- [TASK STATEMENT]: Please count the lines in the records below that contain the word "black", with case counting, and give only the number.

════

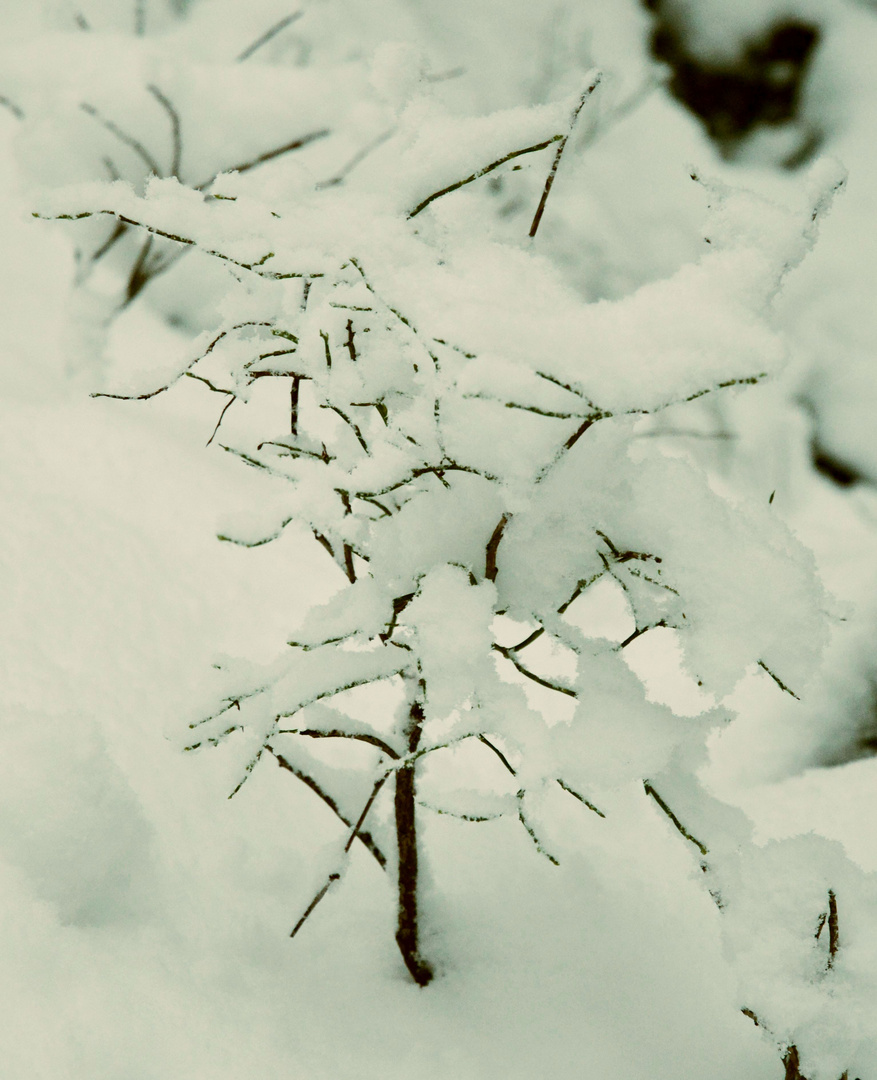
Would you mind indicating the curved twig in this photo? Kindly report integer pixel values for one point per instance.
(482, 172)
(130, 140)
(364, 838)
(265, 38)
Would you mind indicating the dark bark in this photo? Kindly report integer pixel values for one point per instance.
(407, 933)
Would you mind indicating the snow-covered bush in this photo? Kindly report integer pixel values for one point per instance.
(464, 436)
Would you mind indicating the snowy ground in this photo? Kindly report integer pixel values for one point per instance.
(145, 917)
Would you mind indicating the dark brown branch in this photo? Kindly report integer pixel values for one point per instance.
(324, 336)
(269, 34)
(129, 140)
(499, 754)
(776, 678)
(331, 880)
(530, 831)
(482, 172)
(226, 407)
(350, 570)
(405, 806)
(561, 147)
(493, 545)
(363, 837)
(337, 733)
(426, 470)
(173, 116)
(581, 798)
(335, 876)
(351, 348)
(296, 144)
(253, 267)
(294, 404)
(638, 633)
(255, 543)
(678, 825)
(834, 941)
(509, 655)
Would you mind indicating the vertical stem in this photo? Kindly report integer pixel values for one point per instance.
(406, 837)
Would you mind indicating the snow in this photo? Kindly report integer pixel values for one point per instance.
(590, 441)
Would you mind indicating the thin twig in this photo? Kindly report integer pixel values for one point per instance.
(254, 267)
(255, 543)
(561, 147)
(335, 876)
(509, 655)
(337, 733)
(680, 828)
(226, 407)
(363, 837)
(296, 144)
(581, 798)
(265, 38)
(482, 172)
(499, 754)
(530, 831)
(777, 679)
(493, 547)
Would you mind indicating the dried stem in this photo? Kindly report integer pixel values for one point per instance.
(561, 147)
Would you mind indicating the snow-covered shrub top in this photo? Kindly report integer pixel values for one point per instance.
(463, 441)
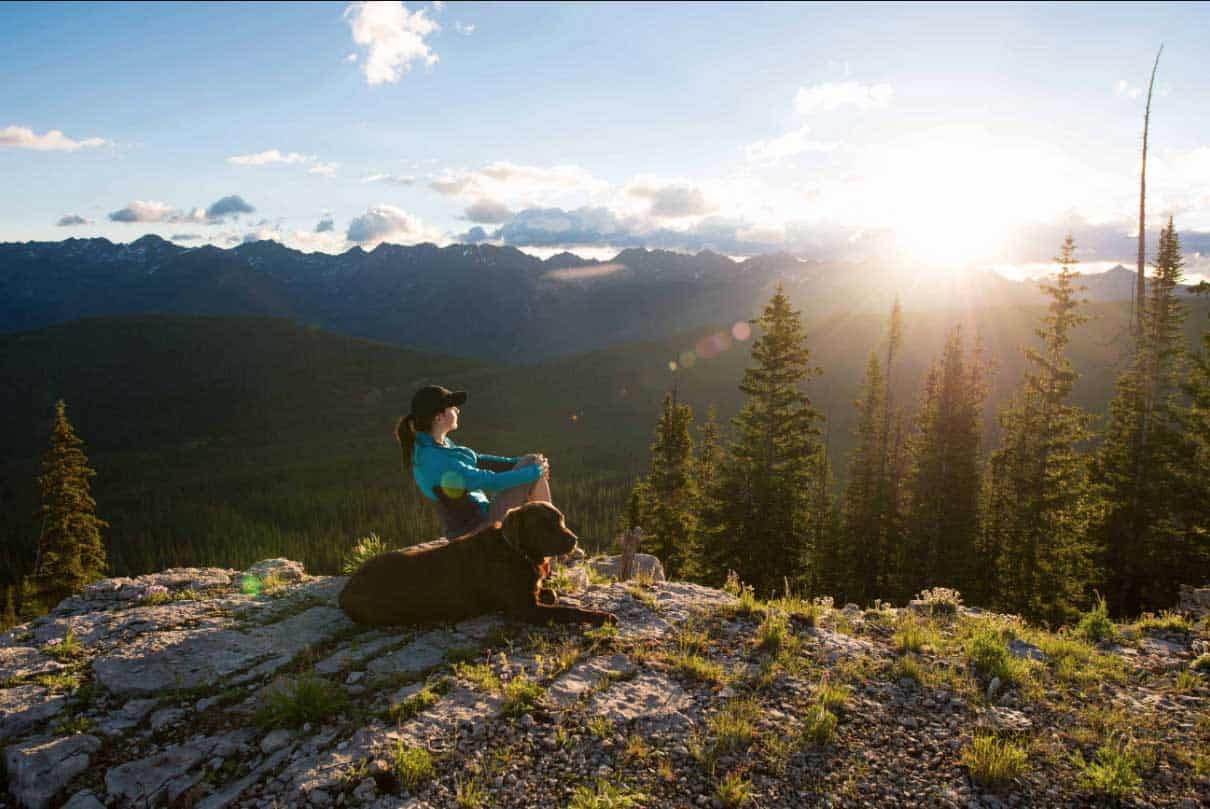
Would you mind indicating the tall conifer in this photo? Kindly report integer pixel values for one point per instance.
(672, 489)
(70, 550)
(1139, 464)
(944, 487)
(1039, 501)
(758, 518)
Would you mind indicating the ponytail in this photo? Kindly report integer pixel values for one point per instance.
(405, 433)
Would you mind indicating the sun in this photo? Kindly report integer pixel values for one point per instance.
(952, 195)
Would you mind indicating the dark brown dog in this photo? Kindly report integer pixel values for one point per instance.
(497, 567)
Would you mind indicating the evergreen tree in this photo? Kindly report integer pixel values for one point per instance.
(944, 489)
(1039, 500)
(1139, 464)
(672, 489)
(756, 519)
(70, 552)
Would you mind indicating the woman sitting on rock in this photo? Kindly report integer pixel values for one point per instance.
(457, 478)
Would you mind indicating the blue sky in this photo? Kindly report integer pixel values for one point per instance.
(943, 133)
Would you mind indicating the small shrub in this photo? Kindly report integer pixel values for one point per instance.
(67, 649)
(940, 601)
(1112, 772)
(772, 633)
(1095, 625)
(363, 549)
(733, 790)
(295, 703)
(606, 796)
(470, 793)
(994, 762)
(520, 695)
(404, 710)
(413, 766)
(833, 697)
(818, 727)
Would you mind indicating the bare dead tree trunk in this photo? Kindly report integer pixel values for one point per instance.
(1141, 285)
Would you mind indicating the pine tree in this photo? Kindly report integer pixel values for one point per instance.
(1039, 500)
(1140, 461)
(944, 490)
(672, 489)
(756, 519)
(70, 552)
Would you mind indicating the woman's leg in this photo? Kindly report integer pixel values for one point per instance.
(510, 498)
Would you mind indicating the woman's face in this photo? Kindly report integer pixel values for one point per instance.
(447, 419)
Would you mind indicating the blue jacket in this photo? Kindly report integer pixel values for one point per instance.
(460, 471)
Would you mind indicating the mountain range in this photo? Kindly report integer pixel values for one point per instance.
(490, 302)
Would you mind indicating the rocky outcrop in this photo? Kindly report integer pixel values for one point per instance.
(218, 688)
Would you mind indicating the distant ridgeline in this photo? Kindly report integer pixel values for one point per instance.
(249, 417)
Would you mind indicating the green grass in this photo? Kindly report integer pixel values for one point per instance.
(733, 790)
(818, 727)
(520, 695)
(1095, 625)
(1113, 770)
(366, 548)
(413, 766)
(994, 762)
(300, 700)
(606, 796)
(478, 675)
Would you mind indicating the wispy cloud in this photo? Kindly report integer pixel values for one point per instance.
(269, 157)
(382, 223)
(52, 140)
(390, 179)
(775, 150)
(834, 94)
(324, 169)
(393, 38)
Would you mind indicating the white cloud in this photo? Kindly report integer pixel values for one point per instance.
(672, 200)
(393, 38)
(1125, 90)
(390, 179)
(52, 140)
(833, 94)
(382, 223)
(270, 156)
(524, 185)
(773, 150)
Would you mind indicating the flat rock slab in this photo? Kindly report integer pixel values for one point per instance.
(184, 659)
(424, 652)
(24, 662)
(38, 770)
(163, 776)
(587, 675)
(649, 695)
(22, 708)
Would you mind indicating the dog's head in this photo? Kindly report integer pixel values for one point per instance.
(537, 530)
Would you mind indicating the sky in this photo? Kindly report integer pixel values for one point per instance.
(967, 136)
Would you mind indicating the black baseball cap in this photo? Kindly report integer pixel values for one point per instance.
(432, 399)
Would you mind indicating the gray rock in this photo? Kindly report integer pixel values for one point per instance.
(24, 662)
(23, 708)
(84, 799)
(39, 769)
(645, 566)
(1019, 648)
(585, 676)
(186, 658)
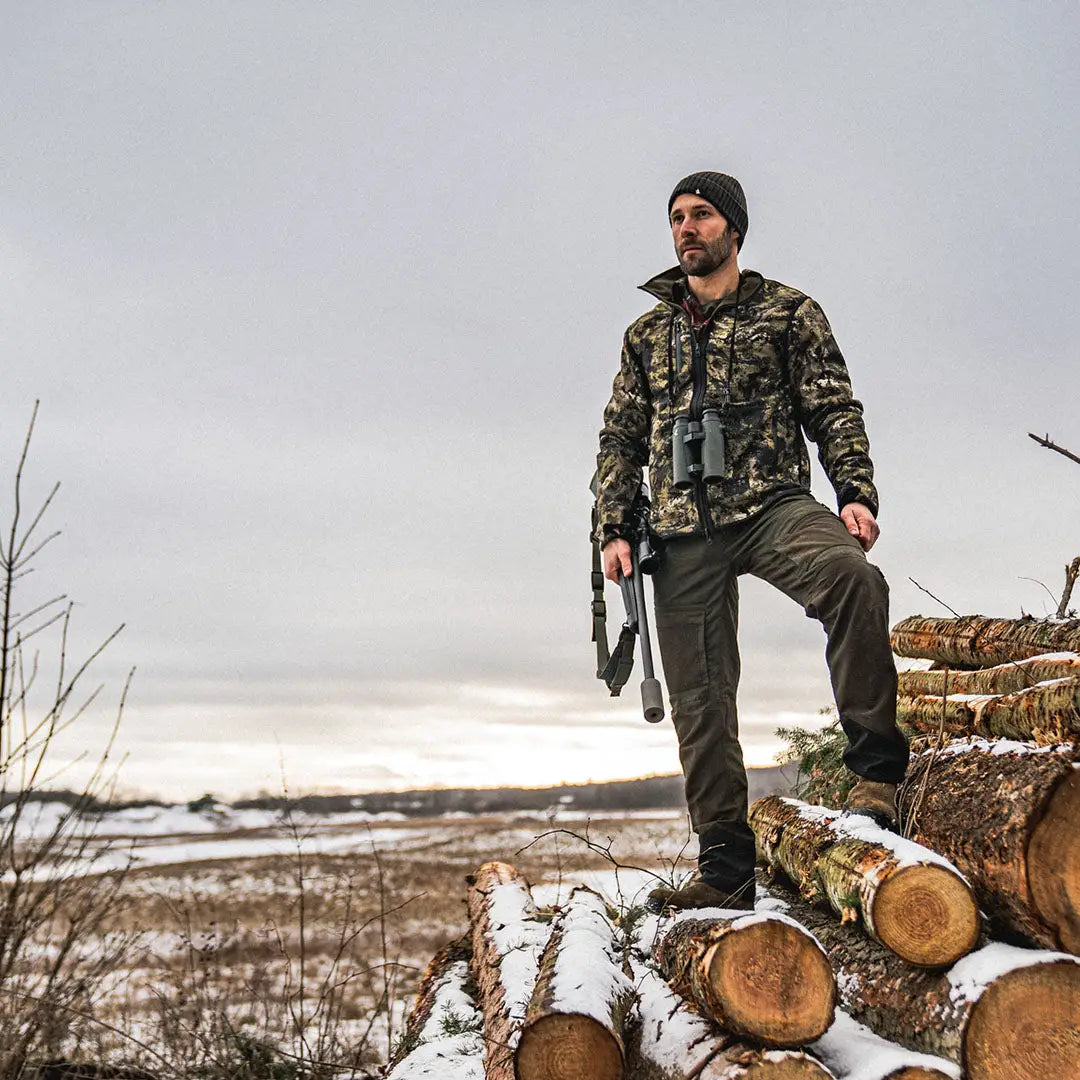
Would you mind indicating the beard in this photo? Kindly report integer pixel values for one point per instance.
(710, 257)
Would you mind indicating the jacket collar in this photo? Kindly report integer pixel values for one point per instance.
(671, 287)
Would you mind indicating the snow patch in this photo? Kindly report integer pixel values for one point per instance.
(440, 1055)
(995, 746)
(855, 1053)
(673, 1037)
(859, 826)
(588, 979)
(520, 941)
(970, 976)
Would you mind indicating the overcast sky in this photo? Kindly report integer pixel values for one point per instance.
(323, 302)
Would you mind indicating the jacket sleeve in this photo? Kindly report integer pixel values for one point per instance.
(829, 414)
(624, 446)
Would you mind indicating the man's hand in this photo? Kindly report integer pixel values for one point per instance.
(860, 523)
(617, 557)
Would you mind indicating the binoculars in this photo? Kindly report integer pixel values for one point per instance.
(698, 449)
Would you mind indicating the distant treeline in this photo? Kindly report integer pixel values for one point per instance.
(649, 793)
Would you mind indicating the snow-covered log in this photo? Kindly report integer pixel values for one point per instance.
(910, 899)
(1045, 713)
(1003, 678)
(575, 1023)
(675, 1042)
(1000, 1012)
(756, 974)
(853, 1052)
(1008, 815)
(977, 642)
(508, 941)
(443, 1038)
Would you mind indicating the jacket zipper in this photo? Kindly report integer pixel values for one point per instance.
(697, 408)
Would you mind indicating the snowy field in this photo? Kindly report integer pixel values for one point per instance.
(250, 922)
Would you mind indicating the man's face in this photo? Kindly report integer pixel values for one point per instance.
(703, 241)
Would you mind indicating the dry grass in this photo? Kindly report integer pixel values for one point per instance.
(305, 964)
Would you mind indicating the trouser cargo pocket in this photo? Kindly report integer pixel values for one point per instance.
(682, 635)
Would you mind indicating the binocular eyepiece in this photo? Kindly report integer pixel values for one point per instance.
(698, 449)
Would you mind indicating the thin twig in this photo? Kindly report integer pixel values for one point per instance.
(1071, 572)
(1045, 441)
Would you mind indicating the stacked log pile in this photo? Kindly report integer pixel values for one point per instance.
(995, 785)
(950, 953)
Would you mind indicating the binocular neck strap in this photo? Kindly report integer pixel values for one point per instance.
(613, 667)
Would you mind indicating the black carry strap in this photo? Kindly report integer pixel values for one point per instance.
(615, 666)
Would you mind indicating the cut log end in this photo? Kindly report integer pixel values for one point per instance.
(783, 1003)
(568, 1045)
(1026, 1025)
(1053, 863)
(926, 915)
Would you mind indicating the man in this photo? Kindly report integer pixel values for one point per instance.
(763, 356)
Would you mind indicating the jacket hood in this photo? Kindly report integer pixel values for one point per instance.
(671, 287)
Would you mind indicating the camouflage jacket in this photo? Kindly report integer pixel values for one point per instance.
(769, 363)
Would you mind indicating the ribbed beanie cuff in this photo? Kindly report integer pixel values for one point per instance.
(725, 192)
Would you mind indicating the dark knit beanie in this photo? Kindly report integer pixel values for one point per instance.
(725, 192)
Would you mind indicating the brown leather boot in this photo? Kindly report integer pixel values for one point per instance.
(876, 800)
(698, 893)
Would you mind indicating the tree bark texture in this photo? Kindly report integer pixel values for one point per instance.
(675, 1042)
(852, 1050)
(757, 975)
(1001, 1013)
(575, 1022)
(1047, 714)
(982, 806)
(907, 899)
(977, 642)
(508, 940)
(1002, 678)
(442, 998)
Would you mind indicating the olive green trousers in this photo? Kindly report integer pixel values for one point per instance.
(804, 549)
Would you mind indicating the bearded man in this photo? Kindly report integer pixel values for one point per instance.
(759, 356)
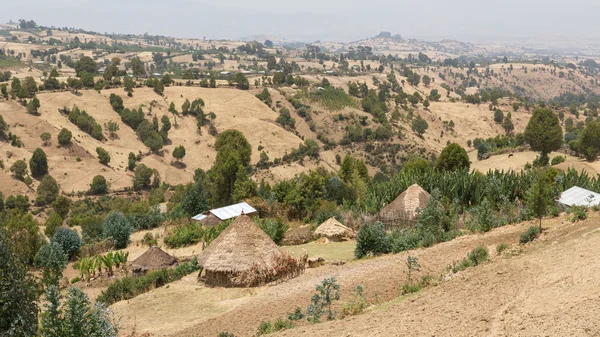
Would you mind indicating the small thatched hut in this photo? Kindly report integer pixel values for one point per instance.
(244, 256)
(403, 210)
(332, 230)
(154, 258)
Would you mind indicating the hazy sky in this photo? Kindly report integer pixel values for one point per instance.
(309, 20)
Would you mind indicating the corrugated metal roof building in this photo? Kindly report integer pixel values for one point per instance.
(577, 196)
(227, 212)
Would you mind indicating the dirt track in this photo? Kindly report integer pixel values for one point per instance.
(550, 287)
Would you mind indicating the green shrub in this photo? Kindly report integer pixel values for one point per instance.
(403, 240)
(557, 160)
(47, 191)
(478, 255)
(502, 247)
(69, 241)
(131, 286)
(275, 228)
(117, 227)
(531, 234)
(53, 223)
(579, 213)
(371, 239)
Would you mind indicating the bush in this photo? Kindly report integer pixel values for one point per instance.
(47, 191)
(69, 241)
(130, 287)
(103, 156)
(404, 240)
(532, 233)
(38, 164)
(53, 223)
(117, 227)
(579, 213)
(275, 228)
(557, 160)
(502, 247)
(371, 239)
(99, 185)
(64, 137)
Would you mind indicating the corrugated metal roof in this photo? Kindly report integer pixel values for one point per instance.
(577, 196)
(232, 211)
(199, 217)
(228, 212)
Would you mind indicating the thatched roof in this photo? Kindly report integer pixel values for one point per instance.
(240, 247)
(153, 258)
(406, 205)
(332, 229)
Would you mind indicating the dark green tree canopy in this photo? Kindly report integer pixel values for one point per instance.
(543, 132)
(453, 158)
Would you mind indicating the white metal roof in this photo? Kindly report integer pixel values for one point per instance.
(232, 211)
(228, 212)
(577, 196)
(199, 217)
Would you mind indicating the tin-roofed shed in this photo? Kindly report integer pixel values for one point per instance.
(577, 196)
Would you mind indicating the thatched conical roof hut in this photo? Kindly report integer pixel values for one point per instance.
(244, 255)
(403, 210)
(332, 230)
(154, 258)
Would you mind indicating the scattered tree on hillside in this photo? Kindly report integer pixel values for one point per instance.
(38, 164)
(544, 133)
(103, 156)
(45, 137)
(453, 158)
(64, 137)
(419, 125)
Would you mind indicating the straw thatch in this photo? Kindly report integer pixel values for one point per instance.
(243, 255)
(154, 258)
(332, 230)
(211, 220)
(404, 210)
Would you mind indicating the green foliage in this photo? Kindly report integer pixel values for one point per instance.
(179, 152)
(117, 227)
(321, 302)
(233, 157)
(19, 169)
(371, 240)
(275, 228)
(18, 294)
(543, 131)
(103, 156)
(22, 228)
(130, 287)
(579, 213)
(333, 99)
(531, 234)
(69, 241)
(53, 261)
(419, 125)
(98, 186)
(557, 160)
(47, 191)
(53, 223)
(76, 317)
(84, 122)
(453, 158)
(540, 195)
(64, 137)
(38, 164)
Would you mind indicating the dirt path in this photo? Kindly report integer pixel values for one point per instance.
(552, 289)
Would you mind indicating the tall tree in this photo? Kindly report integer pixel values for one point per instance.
(544, 133)
(18, 295)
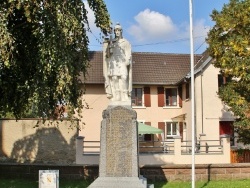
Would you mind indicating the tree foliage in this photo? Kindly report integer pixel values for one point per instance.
(229, 45)
(43, 51)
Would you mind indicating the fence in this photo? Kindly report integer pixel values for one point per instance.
(218, 151)
(240, 156)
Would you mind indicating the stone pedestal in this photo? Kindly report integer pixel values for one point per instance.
(119, 149)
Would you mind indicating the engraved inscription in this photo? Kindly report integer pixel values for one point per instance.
(119, 143)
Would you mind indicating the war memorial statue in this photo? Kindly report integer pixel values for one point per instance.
(118, 164)
(117, 67)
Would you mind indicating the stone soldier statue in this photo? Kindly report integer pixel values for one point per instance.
(117, 67)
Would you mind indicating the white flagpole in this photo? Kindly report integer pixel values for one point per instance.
(192, 90)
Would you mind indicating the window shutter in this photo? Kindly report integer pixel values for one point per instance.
(180, 95)
(161, 125)
(181, 130)
(160, 96)
(148, 137)
(147, 100)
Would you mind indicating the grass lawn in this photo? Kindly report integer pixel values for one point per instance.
(24, 183)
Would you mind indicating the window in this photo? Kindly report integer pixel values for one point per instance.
(145, 137)
(171, 129)
(222, 80)
(171, 96)
(136, 97)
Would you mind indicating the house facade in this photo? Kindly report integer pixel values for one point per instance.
(161, 97)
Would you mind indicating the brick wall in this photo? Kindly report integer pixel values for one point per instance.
(153, 173)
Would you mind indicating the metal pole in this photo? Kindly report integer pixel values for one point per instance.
(192, 90)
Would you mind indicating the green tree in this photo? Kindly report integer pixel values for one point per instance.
(229, 45)
(43, 52)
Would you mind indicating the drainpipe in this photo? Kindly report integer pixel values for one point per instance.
(202, 104)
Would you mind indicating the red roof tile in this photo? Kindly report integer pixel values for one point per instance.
(148, 68)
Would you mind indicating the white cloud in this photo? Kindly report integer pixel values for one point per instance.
(151, 25)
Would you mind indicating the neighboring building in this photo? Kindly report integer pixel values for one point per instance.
(161, 96)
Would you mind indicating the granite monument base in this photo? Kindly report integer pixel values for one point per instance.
(118, 166)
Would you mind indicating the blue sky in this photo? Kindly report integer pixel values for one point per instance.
(159, 25)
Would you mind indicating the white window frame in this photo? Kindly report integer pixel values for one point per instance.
(142, 88)
(170, 137)
(177, 97)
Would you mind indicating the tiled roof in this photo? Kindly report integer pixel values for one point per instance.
(148, 68)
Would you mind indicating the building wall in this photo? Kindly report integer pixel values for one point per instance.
(209, 108)
(96, 99)
(23, 142)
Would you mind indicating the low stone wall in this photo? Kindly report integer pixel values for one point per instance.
(153, 173)
(25, 141)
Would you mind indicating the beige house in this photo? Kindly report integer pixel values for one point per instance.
(161, 98)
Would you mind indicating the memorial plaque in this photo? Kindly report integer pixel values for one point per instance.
(48, 178)
(119, 143)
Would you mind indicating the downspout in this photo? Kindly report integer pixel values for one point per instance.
(202, 103)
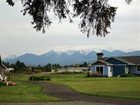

════

- [THE RESPONSE]: 2